Search the entries below for the word "with", then copy each line in which it is found.

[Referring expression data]
▼▼▼

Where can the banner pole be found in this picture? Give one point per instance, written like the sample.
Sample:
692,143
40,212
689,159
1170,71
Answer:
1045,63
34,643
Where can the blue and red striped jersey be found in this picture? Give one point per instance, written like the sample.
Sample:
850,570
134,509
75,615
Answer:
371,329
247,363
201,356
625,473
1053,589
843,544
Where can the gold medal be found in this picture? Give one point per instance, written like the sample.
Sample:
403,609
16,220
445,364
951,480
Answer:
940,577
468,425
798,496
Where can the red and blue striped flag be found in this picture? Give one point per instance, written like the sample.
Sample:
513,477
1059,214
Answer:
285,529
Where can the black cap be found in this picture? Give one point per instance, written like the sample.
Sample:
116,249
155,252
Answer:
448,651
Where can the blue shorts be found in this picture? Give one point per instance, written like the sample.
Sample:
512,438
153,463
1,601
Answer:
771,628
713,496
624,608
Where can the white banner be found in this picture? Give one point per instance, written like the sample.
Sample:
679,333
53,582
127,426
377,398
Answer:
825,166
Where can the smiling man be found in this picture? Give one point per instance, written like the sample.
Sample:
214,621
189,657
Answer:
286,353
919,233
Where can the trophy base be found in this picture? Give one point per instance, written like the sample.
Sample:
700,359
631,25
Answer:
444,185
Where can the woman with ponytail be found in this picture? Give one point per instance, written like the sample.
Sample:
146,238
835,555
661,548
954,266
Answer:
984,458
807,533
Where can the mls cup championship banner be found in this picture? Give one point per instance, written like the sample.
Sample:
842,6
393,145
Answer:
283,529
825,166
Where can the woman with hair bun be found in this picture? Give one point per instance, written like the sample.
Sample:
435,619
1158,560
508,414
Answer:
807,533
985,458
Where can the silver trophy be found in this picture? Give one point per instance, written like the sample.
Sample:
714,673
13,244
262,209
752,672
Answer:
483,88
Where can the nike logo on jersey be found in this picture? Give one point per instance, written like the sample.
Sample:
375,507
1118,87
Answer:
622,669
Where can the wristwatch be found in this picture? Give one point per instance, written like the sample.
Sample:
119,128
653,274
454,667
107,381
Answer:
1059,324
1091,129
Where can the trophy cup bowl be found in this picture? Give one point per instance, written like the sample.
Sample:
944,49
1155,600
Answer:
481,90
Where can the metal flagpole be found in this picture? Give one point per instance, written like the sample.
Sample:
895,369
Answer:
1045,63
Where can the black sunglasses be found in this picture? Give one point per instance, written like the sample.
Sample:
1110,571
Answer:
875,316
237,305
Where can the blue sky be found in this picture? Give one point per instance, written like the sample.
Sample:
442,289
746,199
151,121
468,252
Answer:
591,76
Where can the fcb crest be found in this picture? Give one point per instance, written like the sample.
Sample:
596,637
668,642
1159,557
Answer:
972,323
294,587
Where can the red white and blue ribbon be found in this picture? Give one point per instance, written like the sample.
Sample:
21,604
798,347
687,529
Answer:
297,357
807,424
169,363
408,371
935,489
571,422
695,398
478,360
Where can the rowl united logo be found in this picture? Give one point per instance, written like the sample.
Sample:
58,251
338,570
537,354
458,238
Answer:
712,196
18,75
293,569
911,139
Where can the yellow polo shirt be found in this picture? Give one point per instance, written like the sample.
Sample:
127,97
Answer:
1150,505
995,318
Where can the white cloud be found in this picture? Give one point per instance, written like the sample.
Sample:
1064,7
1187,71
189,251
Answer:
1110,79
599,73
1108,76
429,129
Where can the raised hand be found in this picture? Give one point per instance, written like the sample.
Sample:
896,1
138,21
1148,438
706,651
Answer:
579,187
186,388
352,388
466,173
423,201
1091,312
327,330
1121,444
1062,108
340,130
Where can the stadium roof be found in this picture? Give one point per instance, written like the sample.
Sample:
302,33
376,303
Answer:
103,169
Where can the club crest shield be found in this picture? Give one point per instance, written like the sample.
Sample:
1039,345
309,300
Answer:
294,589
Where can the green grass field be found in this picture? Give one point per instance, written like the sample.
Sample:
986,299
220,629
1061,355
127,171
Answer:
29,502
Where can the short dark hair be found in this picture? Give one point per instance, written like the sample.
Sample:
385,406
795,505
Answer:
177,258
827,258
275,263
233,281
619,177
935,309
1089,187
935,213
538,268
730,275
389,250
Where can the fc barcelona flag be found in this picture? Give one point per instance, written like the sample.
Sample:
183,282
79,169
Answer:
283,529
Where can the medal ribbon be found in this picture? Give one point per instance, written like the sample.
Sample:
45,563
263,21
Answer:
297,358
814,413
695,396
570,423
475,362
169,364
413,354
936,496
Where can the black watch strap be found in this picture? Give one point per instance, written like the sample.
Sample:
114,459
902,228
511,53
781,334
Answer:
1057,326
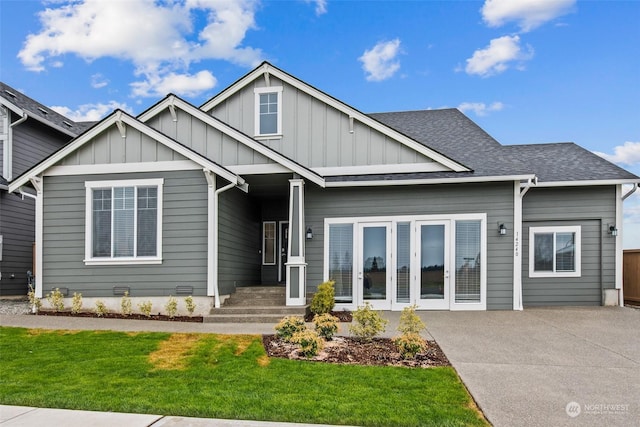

▲▲▲

• _Finished exercise_:
Where can the woman with ponytail be found in this picture? Give one point per instance, written like the sample.
Where can the woman with hair bun be found in this picture? Give one point per instance, written like the sample.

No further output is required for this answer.